• [Problem to work on]
Keep only the lines from the top of the listing through the one with "Where can the rock outcrop", and reproduce them unaltered.

[Dataset excerpts Boundary: Start]

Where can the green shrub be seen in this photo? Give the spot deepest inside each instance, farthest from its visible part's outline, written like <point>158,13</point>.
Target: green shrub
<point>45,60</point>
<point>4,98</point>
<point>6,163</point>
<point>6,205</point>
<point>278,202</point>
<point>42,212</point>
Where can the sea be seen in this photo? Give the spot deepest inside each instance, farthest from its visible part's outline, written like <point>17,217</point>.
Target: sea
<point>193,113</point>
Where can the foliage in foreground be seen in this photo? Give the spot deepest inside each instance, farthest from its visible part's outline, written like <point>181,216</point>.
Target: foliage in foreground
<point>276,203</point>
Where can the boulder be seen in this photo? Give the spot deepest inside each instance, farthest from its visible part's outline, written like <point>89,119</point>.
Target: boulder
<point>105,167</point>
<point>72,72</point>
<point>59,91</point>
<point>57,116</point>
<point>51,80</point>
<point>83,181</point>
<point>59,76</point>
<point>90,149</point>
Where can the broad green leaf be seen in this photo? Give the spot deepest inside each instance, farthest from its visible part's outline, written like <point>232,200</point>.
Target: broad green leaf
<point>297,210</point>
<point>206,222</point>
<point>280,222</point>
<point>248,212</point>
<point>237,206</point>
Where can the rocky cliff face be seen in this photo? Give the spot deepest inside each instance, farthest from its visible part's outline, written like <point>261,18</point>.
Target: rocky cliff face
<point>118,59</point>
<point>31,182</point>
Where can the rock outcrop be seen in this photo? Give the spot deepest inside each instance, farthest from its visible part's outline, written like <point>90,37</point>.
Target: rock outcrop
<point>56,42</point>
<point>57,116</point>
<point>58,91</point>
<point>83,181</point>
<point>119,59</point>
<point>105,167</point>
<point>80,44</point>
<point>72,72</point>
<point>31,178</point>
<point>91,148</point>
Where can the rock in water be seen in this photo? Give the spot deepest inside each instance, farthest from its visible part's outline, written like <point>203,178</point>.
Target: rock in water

[Dataset excerpts Boundary: End]

• [Output of the task]
Where can the green shrub be seen in this photo? Give the spot deepest inside each instance, farthest from its visible part's outline, written like <point>158,13</point>.
Target: green shrub
<point>45,60</point>
<point>4,98</point>
<point>6,163</point>
<point>6,205</point>
<point>278,202</point>
<point>42,212</point>
Where can the sea be seen in this photo? Give the spot deepest inside each instance, farthest from its visible part's outline, written like <point>17,217</point>.
Target: sea
<point>193,113</point>
Where can the foliage in foreground be seen in this photo? Give the spot deepest inside each instance, farthest from its visible part's outline, written like <point>181,216</point>.
Target: foliage in foreground
<point>276,203</point>
Where can the boulder be seen in this photo? Give the spot deepest inside each instance, farthest from its visible part's outline, written like <point>89,119</point>.
Target: boulder
<point>105,167</point>
<point>72,72</point>
<point>59,91</point>
<point>57,116</point>
<point>51,80</point>
<point>83,181</point>
<point>59,76</point>
<point>90,149</point>
Where can the broad green leaf be seen in this photo? Give the spot deepest inside each instance, farthest from its visible part's outline, written like <point>232,200</point>.
Target: broad green leaf
<point>297,210</point>
<point>206,222</point>
<point>280,222</point>
<point>248,212</point>
<point>237,206</point>
Where can the rocky cliff face be seen in this photo? Give the spot deepest inside each instance, farthest from its visible part's outline, written like <point>261,18</point>.
Target: rocky cliff face
<point>118,59</point>
<point>31,182</point>
Where can the rock outcrop be seen in this photo? Give the spot deepest inside each instance, farthest from its visible part's outline, written like <point>90,37</point>.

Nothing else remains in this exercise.